DIRECTIONS:
How many lines of the data include the string "white"? State the number and nothing else.

BEGIN PROVIDED ENTRIES

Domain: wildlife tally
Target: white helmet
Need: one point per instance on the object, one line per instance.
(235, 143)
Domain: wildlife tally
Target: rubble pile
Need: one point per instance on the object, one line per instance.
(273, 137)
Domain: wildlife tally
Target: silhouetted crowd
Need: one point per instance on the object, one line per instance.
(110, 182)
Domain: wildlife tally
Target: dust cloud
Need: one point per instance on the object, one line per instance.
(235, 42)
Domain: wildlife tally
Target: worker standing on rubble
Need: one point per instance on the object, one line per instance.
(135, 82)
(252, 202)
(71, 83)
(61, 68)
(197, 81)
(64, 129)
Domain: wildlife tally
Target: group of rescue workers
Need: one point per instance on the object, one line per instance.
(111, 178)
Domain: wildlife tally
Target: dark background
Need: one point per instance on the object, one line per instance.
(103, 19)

END PROVIDED ENTRIES
BEGIN PROVIDED ENTRIES

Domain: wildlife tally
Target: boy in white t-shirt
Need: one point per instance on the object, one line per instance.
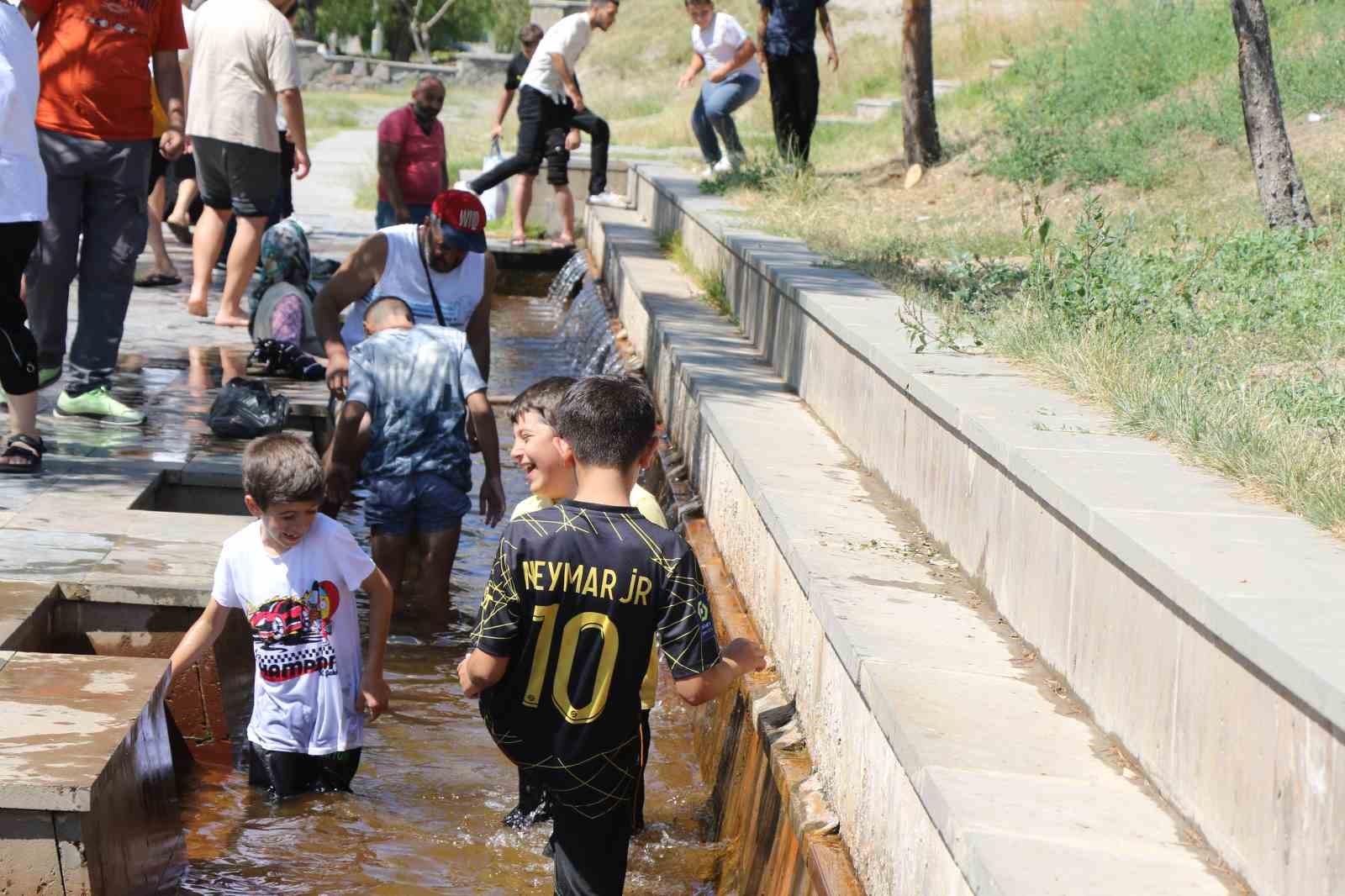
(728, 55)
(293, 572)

END PROVIDED ENTRIES

WRITTEN SOLUTION:
2